*Objective*. Everything in the data should be repeated exactly, save for the images.

*Records from a data source*.

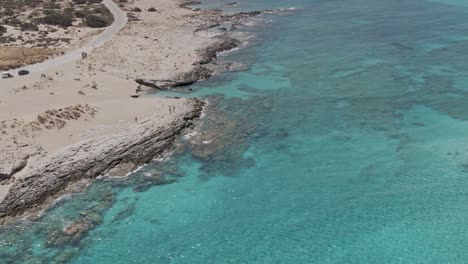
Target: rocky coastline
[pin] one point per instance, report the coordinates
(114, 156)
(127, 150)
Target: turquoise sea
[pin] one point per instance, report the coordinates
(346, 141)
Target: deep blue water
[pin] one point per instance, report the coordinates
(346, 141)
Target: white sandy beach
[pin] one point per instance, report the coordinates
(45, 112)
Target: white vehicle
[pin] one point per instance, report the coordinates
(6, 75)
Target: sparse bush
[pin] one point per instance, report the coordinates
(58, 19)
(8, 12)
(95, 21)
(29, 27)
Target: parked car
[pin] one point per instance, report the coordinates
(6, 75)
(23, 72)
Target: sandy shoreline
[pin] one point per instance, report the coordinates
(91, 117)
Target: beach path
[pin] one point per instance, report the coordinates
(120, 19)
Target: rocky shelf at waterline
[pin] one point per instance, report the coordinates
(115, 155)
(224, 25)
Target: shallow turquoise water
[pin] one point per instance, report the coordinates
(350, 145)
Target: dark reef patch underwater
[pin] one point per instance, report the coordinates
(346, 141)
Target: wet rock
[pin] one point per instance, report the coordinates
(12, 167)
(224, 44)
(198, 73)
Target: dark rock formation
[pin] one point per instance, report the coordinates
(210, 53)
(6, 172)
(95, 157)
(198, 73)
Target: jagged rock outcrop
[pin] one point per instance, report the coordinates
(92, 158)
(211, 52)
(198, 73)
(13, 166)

*Written answer*.
Target: rocky coastline
[pin] one point per instance, report the coordinates
(114, 156)
(127, 150)
Target: turquoise sea
[pin] one point per instance, report the coordinates
(346, 141)
Target: deep blue water
[pin] one point per instance, report the coordinates
(346, 141)
Target: white sandy beach
[pin] one point per instance, report the coordinates
(45, 112)
Target: white vehicle
[pin] one point per instance, report the coordinates
(6, 75)
Target: sparse bush
[pin] one point per instance, report the coordinates
(58, 19)
(8, 12)
(95, 21)
(29, 27)
Target: parked car
[pin] one point per instance, report the coordinates
(6, 75)
(23, 72)
Target: sandy shoreline
[pin] one point per instance, report the coordinates
(91, 117)
Target: beach path
[pin] one point per instance, report the coordinates
(120, 19)
Target: rocky shelf at waterline
[pin] one point per instance, report the coordinates
(115, 155)
(224, 25)
Target: shallow turquoise water
[pin] one point per instance, report the coordinates
(350, 145)
Target: dark reef patch underwater
[pin] one point per instance, report the coordinates
(346, 141)
Target: wet rock
[pin] one point per instance, report the coordinates
(12, 167)
(224, 44)
(198, 73)
Target: dark rock formation
[pin] one point per instance, report the coordinates
(210, 53)
(6, 172)
(95, 157)
(198, 73)
Target: jagged rock outcrop
[pin] one point per instance, report the coordinates
(92, 158)
(211, 52)
(198, 73)
(13, 166)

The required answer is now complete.